- [SOURCE RECORDS]:
** BEGIN **

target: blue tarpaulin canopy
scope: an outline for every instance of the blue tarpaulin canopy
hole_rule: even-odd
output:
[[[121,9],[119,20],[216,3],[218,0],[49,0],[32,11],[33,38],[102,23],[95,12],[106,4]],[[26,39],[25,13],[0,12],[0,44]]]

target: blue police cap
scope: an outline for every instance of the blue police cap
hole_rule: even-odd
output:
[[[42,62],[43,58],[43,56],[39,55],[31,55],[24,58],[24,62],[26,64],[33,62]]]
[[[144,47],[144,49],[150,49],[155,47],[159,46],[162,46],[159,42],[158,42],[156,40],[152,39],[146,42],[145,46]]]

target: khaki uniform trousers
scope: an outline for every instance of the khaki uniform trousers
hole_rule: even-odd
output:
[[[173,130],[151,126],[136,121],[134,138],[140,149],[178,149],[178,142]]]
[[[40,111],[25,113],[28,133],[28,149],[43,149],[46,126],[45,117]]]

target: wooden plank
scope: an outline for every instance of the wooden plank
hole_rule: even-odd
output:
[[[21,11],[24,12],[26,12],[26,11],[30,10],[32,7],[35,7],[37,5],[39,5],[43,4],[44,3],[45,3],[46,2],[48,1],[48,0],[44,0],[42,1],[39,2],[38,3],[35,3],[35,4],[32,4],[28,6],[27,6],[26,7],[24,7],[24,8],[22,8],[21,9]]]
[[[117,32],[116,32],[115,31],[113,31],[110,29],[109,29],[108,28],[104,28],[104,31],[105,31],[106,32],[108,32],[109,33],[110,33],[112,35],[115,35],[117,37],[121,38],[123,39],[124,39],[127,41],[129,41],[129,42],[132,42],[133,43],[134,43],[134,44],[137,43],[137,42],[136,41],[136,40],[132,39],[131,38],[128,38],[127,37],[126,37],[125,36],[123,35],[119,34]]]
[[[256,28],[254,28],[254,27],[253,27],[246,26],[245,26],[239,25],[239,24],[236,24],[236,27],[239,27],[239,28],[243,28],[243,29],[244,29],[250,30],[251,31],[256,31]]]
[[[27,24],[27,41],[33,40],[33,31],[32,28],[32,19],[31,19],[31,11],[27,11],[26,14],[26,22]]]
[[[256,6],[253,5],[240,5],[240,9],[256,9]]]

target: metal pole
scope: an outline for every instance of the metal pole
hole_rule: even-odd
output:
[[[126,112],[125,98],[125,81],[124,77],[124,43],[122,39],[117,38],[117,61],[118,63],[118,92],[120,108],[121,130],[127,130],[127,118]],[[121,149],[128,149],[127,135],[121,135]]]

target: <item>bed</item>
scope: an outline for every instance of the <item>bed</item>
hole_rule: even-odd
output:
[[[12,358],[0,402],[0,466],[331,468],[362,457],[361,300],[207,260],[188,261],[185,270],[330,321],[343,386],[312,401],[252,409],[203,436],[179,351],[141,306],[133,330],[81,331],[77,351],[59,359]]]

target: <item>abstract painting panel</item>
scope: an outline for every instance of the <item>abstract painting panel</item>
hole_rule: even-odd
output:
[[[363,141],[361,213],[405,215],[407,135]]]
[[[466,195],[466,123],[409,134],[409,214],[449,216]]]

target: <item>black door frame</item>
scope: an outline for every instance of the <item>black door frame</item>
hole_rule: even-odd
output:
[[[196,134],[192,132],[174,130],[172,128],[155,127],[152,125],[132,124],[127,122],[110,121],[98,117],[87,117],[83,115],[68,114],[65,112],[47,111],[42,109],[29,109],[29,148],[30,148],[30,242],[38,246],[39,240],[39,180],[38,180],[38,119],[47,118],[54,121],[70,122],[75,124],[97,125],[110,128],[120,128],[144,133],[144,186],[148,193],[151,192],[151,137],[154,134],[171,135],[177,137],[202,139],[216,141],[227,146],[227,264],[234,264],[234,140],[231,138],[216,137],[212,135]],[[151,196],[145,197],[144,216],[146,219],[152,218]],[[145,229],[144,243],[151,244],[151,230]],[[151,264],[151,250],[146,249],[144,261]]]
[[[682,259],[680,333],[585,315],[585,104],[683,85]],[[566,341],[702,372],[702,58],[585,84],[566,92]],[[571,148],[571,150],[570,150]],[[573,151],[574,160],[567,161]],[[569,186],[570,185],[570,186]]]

** END **

Gather every line of the material above that contains the word "frame".

target: <item>black door frame</item>
scope: an outline for every instance of the <item>black door frame</item>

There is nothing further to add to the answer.